→ **Stated problem A**: Decide whether each statement below agrees with the news report on Tony Blair. Answer yes or no for each, quoting the words of the report that decide it: (i) Blair calls a hung Parliament a thoroughly bad idea; (ii) his intervention comes with ten days to go before the vote; (iii) he gives his warning to The Guardian.

→ **Reading passage**:
>> Start

TIMES ONLINE: Tony Blair tries to shore up Gordon Brown’s flagging election campaign today with a warning that a vote for Nick Clegg is “not a serious thing”.
With five days to go, the former Prime Minister makes his first serious intervention since Labour’s slump in the polls. He tells The Times that the Liberal Democrats would be flaky partners in government and that a hung Parliament is a “thoroughly bad idea”.
To voters considering backing Mr Clegg, he says: “The fact that it might seem an interesting thing to do is not the right reason to put the keys of the country in their hands.”
Amid warnings from senior Labour figures that a poor showing next week will threaten the future of the party, Mr Blair pitched himself into battle for the minds of voters seduced by Mr Clegg.

>> End

→ **Stated problem B**: Please rewrite the stretch of the records from the start through the line that contains "Provide the mask of every instance of the pink", with "flowering" changed to "blooming" and everything else left as it is.

→ **Items from a data source**:
>> Start

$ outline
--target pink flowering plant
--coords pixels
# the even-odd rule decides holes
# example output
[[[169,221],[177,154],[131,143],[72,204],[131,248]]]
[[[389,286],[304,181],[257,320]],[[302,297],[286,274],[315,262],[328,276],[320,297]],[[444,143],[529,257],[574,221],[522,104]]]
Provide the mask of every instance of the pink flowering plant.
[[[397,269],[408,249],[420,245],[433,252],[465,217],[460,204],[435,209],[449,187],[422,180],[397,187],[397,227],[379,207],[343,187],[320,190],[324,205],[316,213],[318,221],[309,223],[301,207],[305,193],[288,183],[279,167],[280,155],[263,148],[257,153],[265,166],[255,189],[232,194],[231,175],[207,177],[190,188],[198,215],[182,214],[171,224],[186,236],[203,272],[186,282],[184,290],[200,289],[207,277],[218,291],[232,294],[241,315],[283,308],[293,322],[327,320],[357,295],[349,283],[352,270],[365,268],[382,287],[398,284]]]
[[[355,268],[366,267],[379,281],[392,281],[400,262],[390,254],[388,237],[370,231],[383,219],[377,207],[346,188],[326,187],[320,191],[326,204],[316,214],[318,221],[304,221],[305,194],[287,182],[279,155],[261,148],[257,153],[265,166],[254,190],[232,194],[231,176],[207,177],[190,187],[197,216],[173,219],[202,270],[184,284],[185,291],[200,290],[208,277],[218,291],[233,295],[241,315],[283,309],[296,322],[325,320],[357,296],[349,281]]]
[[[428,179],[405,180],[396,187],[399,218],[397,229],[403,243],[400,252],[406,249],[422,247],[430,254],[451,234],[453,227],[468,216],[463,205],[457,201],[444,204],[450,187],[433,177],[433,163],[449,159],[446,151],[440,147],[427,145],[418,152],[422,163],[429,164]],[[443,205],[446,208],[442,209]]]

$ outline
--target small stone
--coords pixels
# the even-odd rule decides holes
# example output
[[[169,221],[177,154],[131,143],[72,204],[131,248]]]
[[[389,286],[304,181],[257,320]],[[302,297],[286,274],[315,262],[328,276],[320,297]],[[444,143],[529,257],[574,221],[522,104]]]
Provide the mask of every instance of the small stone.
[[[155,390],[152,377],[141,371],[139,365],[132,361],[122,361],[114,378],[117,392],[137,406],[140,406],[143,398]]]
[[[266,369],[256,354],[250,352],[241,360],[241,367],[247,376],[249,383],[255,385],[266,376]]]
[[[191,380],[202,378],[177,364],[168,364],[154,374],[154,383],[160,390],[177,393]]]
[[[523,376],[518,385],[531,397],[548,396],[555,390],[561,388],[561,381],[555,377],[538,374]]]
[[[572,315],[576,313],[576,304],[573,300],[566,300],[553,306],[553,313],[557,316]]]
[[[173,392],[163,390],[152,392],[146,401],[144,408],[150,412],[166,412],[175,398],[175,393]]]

>> End

→ **Full answer A**:
(i) Yes: "a hung Parliament is a “thoroughly bad idea”"
(ii) No: "With five days to go"
(iii) No: "He tells The Times"

→ **Full answer B**:
$ outline
--target pink blooming plant
--coords pixels
# the even-odd rule decides holes
# example output
[[[169,221],[177,154],[131,143],[72,204],[131,248]]]
[[[389,286],[304,181],[257,320]],[[302,297],[286,274],[315,262],[328,276],[320,297]],[[444,143],[529,257],[574,221],[522,104]]]
Provide the mask of every instance of the pink blooming plant.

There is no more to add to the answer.